Stored data entries:
=== Begin Enclosure ===
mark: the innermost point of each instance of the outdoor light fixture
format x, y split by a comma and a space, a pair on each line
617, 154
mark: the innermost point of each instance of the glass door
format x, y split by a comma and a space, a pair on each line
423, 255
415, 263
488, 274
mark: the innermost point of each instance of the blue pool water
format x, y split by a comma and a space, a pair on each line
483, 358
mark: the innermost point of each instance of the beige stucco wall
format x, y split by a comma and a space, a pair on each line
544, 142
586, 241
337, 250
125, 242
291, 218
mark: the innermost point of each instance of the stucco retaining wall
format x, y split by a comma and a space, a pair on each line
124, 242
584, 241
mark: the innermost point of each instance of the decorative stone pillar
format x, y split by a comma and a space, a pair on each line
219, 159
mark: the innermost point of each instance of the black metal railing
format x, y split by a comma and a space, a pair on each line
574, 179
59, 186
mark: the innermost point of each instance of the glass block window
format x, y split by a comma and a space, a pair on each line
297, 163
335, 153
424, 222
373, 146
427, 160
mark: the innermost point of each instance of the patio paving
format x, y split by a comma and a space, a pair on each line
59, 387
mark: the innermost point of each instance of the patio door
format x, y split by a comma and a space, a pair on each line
=== End Enclosure ===
=== Begin Enclosure ===
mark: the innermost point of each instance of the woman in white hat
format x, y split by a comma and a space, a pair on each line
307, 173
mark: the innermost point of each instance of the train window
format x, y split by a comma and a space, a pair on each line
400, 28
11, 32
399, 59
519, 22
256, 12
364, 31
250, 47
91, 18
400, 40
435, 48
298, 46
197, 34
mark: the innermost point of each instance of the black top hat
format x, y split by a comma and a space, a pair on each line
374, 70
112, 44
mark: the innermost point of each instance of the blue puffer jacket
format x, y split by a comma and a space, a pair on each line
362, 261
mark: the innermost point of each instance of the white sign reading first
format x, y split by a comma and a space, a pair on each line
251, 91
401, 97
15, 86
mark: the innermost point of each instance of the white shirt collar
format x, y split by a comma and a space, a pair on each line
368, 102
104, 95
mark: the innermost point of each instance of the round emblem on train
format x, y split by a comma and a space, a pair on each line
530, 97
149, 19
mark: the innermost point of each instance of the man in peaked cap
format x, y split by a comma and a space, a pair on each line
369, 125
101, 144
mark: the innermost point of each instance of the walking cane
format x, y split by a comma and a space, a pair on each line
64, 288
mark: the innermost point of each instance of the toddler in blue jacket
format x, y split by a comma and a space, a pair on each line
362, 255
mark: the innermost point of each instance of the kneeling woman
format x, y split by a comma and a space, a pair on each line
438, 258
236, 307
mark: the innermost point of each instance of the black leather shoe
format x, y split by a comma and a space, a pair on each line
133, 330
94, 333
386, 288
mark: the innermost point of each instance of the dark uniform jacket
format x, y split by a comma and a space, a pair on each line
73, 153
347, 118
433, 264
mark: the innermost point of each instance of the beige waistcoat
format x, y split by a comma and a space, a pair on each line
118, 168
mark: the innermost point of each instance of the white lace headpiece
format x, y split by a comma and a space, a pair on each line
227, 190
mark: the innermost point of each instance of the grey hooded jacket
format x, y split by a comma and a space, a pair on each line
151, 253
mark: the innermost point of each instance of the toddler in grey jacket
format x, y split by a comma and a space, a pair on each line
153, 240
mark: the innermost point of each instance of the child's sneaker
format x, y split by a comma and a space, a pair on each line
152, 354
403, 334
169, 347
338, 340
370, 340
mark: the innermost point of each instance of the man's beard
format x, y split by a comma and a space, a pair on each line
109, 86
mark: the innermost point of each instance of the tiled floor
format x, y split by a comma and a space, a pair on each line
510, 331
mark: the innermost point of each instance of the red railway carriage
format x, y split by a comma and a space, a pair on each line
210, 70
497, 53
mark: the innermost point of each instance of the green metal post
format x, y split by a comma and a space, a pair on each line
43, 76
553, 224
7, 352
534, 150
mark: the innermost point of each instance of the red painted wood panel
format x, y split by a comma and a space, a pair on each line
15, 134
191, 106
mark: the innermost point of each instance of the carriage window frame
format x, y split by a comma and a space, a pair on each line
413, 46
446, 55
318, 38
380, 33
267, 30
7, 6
=== End Enclosure ===
## Exercise brief
Filter the entries down to the lines with the word "grey" in them.

## Answer box
mark: the innermost point of each instance of the grey hooded jacket
mark: the innermost point of each instance of the toddler in grey jacket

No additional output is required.